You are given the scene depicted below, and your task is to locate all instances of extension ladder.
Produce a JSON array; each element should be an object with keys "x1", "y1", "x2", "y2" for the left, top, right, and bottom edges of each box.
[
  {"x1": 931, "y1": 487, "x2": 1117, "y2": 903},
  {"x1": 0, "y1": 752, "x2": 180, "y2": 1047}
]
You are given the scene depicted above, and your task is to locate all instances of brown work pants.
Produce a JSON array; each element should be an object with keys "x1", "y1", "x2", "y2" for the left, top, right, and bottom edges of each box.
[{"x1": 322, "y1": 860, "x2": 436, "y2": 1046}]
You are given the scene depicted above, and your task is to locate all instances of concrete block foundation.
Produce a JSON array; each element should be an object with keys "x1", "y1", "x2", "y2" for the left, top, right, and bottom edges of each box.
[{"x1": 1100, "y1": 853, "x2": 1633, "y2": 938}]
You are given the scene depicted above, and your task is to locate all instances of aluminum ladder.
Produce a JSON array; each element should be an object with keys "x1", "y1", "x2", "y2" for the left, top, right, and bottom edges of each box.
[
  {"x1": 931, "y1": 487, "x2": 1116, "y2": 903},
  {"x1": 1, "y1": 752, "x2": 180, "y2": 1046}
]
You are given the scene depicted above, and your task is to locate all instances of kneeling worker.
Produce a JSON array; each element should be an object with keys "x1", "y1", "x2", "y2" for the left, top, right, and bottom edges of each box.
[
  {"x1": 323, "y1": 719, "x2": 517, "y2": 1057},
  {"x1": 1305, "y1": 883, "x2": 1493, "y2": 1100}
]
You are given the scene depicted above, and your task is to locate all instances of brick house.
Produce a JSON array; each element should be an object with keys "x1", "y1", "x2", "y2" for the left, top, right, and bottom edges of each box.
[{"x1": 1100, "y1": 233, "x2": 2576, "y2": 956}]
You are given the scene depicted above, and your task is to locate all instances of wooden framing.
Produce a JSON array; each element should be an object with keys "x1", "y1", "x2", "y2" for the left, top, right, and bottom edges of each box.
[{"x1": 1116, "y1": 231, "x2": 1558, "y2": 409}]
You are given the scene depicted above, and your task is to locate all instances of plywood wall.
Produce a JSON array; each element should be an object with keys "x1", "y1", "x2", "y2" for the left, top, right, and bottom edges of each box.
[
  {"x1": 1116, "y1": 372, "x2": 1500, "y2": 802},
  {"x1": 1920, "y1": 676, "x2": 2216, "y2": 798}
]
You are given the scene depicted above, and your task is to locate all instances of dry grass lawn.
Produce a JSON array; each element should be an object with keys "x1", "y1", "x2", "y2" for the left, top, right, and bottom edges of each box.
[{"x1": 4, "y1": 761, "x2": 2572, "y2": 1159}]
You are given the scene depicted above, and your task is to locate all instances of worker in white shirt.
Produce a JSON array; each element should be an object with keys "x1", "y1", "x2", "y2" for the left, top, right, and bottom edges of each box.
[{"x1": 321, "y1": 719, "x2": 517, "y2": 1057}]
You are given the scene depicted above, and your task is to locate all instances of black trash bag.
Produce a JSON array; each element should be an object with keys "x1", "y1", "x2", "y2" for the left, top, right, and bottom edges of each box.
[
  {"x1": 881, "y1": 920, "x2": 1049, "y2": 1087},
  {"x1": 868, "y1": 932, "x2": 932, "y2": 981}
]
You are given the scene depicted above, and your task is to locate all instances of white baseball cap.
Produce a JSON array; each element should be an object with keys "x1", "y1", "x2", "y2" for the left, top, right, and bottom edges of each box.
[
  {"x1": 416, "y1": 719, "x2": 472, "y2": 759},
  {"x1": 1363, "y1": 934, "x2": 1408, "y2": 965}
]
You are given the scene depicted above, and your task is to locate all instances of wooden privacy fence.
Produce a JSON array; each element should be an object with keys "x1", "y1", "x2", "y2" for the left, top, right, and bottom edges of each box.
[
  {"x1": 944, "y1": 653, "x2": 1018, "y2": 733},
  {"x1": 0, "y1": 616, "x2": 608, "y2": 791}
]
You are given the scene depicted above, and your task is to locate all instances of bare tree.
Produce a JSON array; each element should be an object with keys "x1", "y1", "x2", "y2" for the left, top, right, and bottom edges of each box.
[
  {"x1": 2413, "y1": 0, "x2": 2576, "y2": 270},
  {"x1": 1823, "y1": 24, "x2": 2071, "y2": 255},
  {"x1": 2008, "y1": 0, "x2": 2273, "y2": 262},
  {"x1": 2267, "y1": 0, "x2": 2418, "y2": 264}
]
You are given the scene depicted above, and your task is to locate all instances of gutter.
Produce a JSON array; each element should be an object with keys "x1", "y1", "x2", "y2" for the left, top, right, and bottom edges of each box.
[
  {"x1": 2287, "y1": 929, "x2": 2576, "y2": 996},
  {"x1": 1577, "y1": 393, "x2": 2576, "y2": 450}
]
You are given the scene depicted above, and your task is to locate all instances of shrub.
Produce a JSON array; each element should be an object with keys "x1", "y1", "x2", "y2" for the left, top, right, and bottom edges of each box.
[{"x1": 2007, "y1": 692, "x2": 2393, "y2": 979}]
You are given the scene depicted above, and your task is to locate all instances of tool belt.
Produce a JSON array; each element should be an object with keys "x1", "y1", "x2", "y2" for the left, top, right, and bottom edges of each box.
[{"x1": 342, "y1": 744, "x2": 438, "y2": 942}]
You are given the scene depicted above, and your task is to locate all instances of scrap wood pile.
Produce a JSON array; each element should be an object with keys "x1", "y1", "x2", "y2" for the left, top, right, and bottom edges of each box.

──────

The task:
Send back exactly the lines of the listing above starting at the one with "of wooden framing." and ending at the one with "black trash bag.", inclusive, and no others.

Your response:
You are given the scene depicted above, and your task is to locate all instances of wooden framing.
Produce a JSON array; each element should be an object with keys "x1", "y1", "x2", "y2" for the left, top, right, and bottom edges of each box.
[{"x1": 1116, "y1": 231, "x2": 1558, "y2": 409}]
You are given the scene depicted above, and your task is to locate all instances of plywood wall.
Produce a JSON array; each element should be an object with keys "x1", "y1", "x2", "y2" for the left, top, right, and bottom edges of each box.
[
  {"x1": 1116, "y1": 372, "x2": 1500, "y2": 802},
  {"x1": 1920, "y1": 676, "x2": 2216, "y2": 798}
]
You are given the scene depicted above, and your task is to locate all instances of dry grass lawn.
Produce a JSON array; each element should be an object with keys "x1", "y1", "x2", "y2" for the left, top, right, and bottom edges of each box.
[{"x1": 4, "y1": 761, "x2": 2572, "y2": 1159}]
You are given the scene depicted above, and your task is to locate all instances of worker in white shirt.
Produce a JSON array; each element should be an object with keys "x1", "y1", "x2", "y2" for the left, top, right, and bottom edges of each box.
[{"x1": 321, "y1": 719, "x2": 517, "y2": 1057}]
You are given the scene depicted above, and your task is to locate all instances of black trash bag.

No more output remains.